Collected data

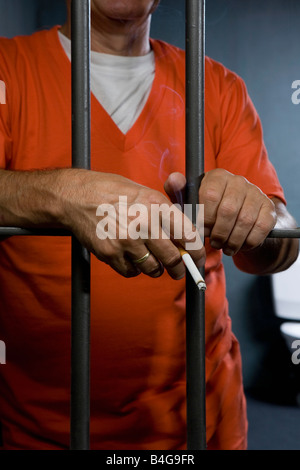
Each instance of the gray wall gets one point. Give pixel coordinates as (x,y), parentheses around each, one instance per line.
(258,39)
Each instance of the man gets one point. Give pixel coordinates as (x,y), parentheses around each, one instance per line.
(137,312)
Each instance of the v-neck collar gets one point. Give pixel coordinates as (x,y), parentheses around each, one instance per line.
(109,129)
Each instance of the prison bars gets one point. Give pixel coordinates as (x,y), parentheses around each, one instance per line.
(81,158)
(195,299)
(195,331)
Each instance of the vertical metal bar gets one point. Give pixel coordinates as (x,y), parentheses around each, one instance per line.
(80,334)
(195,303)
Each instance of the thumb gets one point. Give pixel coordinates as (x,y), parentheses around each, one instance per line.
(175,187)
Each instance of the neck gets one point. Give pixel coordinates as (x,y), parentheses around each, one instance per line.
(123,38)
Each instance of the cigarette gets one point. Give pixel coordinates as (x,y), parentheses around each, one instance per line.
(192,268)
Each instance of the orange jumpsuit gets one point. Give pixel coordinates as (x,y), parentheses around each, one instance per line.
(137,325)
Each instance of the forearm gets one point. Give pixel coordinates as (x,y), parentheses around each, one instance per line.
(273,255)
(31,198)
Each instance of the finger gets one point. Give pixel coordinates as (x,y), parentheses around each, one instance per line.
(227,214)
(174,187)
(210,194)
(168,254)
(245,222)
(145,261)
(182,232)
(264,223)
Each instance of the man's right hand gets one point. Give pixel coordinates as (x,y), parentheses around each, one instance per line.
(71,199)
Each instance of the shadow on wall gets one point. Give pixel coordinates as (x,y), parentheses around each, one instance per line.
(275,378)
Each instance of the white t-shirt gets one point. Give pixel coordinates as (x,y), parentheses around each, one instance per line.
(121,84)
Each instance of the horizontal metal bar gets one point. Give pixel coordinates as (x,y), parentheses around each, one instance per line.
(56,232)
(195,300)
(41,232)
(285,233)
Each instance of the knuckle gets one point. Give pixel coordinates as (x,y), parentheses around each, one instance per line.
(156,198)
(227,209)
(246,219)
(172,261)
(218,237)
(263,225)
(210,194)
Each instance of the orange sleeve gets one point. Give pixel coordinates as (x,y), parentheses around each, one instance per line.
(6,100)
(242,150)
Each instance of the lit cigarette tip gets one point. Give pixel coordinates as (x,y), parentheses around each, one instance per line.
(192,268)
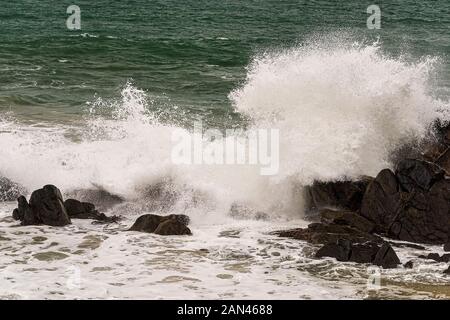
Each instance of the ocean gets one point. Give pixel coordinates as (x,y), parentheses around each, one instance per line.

...

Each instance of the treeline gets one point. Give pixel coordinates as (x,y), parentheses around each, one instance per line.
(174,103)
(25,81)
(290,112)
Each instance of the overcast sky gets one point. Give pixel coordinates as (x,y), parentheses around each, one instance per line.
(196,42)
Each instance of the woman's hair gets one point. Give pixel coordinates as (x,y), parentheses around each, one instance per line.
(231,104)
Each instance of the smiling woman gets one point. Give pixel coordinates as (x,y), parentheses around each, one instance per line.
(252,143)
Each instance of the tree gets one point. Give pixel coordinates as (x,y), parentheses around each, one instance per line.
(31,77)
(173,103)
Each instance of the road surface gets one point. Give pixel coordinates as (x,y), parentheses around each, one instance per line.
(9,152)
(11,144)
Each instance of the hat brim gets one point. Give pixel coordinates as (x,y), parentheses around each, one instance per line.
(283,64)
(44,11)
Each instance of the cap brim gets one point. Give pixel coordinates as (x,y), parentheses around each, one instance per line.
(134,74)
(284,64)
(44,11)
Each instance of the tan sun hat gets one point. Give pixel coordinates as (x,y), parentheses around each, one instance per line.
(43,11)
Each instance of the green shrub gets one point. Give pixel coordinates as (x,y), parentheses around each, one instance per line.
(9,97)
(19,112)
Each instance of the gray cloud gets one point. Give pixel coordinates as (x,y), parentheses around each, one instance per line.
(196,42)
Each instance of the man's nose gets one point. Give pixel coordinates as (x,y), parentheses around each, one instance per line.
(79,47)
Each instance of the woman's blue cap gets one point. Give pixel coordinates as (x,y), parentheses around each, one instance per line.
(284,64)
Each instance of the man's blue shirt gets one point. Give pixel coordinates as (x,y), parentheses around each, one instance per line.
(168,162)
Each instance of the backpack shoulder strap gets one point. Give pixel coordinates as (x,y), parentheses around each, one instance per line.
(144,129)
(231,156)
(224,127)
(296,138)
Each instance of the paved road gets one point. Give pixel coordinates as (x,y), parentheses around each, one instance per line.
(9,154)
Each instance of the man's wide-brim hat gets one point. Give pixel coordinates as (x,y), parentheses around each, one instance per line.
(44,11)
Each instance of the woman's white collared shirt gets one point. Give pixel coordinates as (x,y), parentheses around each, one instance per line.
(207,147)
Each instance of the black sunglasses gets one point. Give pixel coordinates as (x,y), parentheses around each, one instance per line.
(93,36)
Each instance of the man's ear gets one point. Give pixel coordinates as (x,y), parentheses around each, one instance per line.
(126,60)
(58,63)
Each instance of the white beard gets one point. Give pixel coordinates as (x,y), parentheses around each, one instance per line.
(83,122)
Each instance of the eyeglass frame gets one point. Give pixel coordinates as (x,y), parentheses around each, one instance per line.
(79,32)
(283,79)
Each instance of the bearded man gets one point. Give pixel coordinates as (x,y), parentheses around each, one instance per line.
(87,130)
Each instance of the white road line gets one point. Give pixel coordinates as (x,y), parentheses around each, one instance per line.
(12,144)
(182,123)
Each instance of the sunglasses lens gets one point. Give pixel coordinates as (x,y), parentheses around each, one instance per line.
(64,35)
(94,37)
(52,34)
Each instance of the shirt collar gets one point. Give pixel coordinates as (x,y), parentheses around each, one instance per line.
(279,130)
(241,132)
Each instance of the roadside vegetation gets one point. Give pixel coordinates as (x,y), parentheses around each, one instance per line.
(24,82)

* * *

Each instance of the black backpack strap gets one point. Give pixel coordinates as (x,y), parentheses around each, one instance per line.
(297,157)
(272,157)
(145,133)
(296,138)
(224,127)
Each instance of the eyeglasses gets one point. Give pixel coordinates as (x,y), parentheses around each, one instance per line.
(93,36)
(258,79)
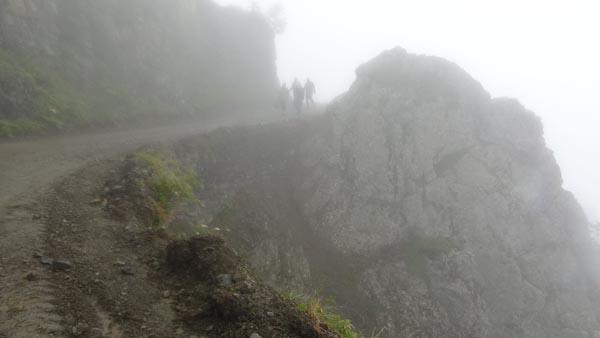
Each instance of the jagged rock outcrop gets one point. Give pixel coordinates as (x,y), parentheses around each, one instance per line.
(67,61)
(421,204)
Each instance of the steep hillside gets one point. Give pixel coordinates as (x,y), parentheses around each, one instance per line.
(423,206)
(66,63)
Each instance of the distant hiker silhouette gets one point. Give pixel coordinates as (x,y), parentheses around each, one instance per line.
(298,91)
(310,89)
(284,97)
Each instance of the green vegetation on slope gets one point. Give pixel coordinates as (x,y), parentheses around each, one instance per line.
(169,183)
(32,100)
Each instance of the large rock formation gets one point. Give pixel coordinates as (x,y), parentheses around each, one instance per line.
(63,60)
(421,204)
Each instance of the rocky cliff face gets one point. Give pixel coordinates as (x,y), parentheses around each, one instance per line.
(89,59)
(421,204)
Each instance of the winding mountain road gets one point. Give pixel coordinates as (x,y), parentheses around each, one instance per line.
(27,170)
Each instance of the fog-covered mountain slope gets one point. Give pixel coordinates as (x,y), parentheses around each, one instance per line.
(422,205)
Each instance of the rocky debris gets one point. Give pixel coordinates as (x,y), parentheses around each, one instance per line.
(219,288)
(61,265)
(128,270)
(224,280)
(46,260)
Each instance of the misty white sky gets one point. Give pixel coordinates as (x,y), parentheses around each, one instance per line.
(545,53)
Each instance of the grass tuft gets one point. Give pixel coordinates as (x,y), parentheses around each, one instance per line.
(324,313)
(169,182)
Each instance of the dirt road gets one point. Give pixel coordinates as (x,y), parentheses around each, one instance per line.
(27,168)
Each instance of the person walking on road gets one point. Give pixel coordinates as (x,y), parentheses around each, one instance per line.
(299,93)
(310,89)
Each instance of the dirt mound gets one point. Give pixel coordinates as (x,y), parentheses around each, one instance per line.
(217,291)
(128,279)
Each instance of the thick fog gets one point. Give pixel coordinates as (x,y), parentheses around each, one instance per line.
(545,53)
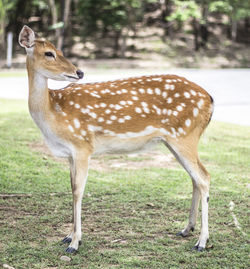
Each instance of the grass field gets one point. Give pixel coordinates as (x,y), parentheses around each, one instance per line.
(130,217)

→ What to work on
Convert the entries from the line that contains "Each instance of the forearm" through the line that contains "Each instance of the ocean" into a JSON list of strings, one string per line with blank lines dropped. Omit the pictures from the answer.

→ Result of this task
[
  "Each instance of the forearm gets one point. Give pixel coordinates as (x,y), parentheses around each, one instance per line.",
  "(273,255)",
  "(31,198)",
  "Each instance of the finger gets one point. Give pixel coordinates as (x,y), parentheses around each, one instance per line.",
  "(227,214)",
  "(174,187)",
  "(210,194)",
  "(168,254)",
  "(245,222)",
  "(145,261)",
  "(182,232)",
  "(264,223)",
  "Each instance of the man's right hand gets one point. Give pixel coordinates as (x,y), parentheses around each, one instance per line.",
  "(71,199)",
  "Each instance of the shadow on wall gets one point. Give pixel coordinates as (x,y), parentheses around each, one instance per line.",
  "(275,378)",
  "Each instance of the white t-shirt gets one point. Give pixel coordinates as (x,y), parentheses around each, one instance per line.",
  "(121,84)",
  "Each instance of the horizontal metal bar gets one point. Give pixel coordinates as (x,y), parentheses around each, one instance per line.",
  "(56,232)",
  "(195,300)",
  "(41,232)",
  "(285,233)",
  "Each instance of the knuckle gets one point. Give pixel coordinates as (x,y), parentheses around each, one instance per line.",
  "(156,198)",
  "(227,209)",
  "(246,219)",
  "(172,261)",
  "(218,237)",
  "(263,225)",
  "(210,194)",
  "Each instance of the orange sleeve gets one point. Give pixel coordinates as (x,y), parentheses around each, one instance per line.",
  "(6,100)",
  "(242,150)",
  "Each instance of the lit cigarette tip gets one point. Give pixel coordinates as (x,y), parentheses around each, one instance per line.",
  "(192,268)",
  "Each instance of the ocean gets one point. Give pixel coordinates as (x,y), parentheses around each, one instance per line."
]